- [Probier es aus] Welche Faustregel für den Sicherheitsabstand nennt die Kolumne über das Drängeln auf der Autobahn?

- [Bereitgestellter Auszug]

*****

Zu dichtes Auffahren ist eine der Hauptursachen für schwere Unfälle auf den Autobahnen mit Verletzungs- und Todesfolge.
In seiner Kolumne „Jetzt rege ich mich auf” rechnet Frank Nägele mit einem Drängler ab - und wirft die Frage auf: Wie kann es erlaubt sein, dass ein Verkehrsteilnehmer einen anderen in Gefahr bringt?
Was ich jetzt beschreibe, passiert jeden Tag hunderte Male auf den Schnellstraßen und Autobahnen rund um Köln. Ich fahre mit meinem PKW zügig auf den Zubringer am Autobahnkreuz Ost in Richtung Heumar. Mein Tacho zeigt – und ich sage das, weil die Polizei mitliest – exakt die als Höchstgeschwindigkeit in Kilometern pro Stunde festgelegte Zahl an. Wir befinden uns auf einem einspurigen Teil des Straßennetzes. Da vergrößert sich in meinem Rückspiegel mit Raketengeschwindigkeit das Bild eines schwarzen Autos, das bald am Heck meines Fahrzeugs klebt.
1,5 Tonnen Stahl und Plastik direkt an 1,5 Tonnen Stahl und Plastik bei einer Geschwindigkeit von mehr als 100 Kilometern, denn der Druck des Pressenden lässt mich automatisch schneller fahren und Gedanken entstehen, die an dieser Stelle leider nicht ungeschönt wiedergegeben werden können.
Halbwegs ins Zitierfähige übersetzt, würden sie etwa so lauten: „Pass mal auf, du Schwachkopf im Rückspiegel, welches Leben riskierst du hier? Deins oder meins? Was, wenn ich jetzt niesen muss oder Panik bekomme? Was, wenn du Hirnamputierter dich verschätzt und endgültig an meinem Rückblech landest? Wo ist die Instanz, die diesen Angriff auf meine Unversehrtheit auf der Stelle unterbindet? Wo der Blitz, der vom Himmel fährt und mich von dieser Bedrohung befreit?“
Hinweis zur Sache: Zu dichtes Auffahren ist eine der Hauptursachen für schwere Unfälle auf den Autobahnen mit Verletzungs- und Todesfolge. Die Vorschrift lautet, dass der Hintermann auch dann einen Unfall vermeiden können muss, wenn der Vordermann unvorhersehbar bremst. Als Faustregel gilt der halbe Tacho. In meinem Fall wären es 50 Meter gewesen, real waren es 50 Zentimeter, und ich stand vor der Herausforderung, unfallfrei auf die rechte Spur der A 3 einzufädeln, in der eine LKW-Prozession Richtung Frankfurt rollte.
Der Gedankenstrom setzte sich, getrieben von der Wut über das Unrecht und die Gefahr, fort: „In welchem Land leben wir, das so etwas toleriert? Parksünder kriegen sie alle, aber was ist das? Noch nie in meinem ganzen Leben habe ich gesehen, dass eine Instanz erscheint, die diesen Wahnsinn unterbindet und bestraft, wenn er geschieht. Und was soll dieses unverschämte Zeichen, du Benzinsäufer im Rückspiegel? Soll ich mich in Luft auflösen? Würde ich am liebsten und mich dann zehn Meter über deinem Autodach als Stein materialisieren und runterfallen. Geht aber nicht. Schade.“
Dann tut sich die rettende Lücke zwischen zwei Dreißigtonnern auf. Ich rutsche rein, der Verbrecher rast weiter auf der rechten Spur an allen vorbei und verschwindet aus meinem Sichtfeld. Er darf das alles, weil ihn niemand daran hindert.

*****

- [Datenauszüge]
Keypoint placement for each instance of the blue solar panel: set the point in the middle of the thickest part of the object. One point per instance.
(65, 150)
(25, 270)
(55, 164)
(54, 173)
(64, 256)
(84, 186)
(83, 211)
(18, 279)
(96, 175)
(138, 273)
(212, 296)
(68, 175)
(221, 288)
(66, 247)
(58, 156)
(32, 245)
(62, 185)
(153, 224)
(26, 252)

*****

- [Ergebnis dieser Aufgabe] Als Faustregel gilt der halbe Tacho.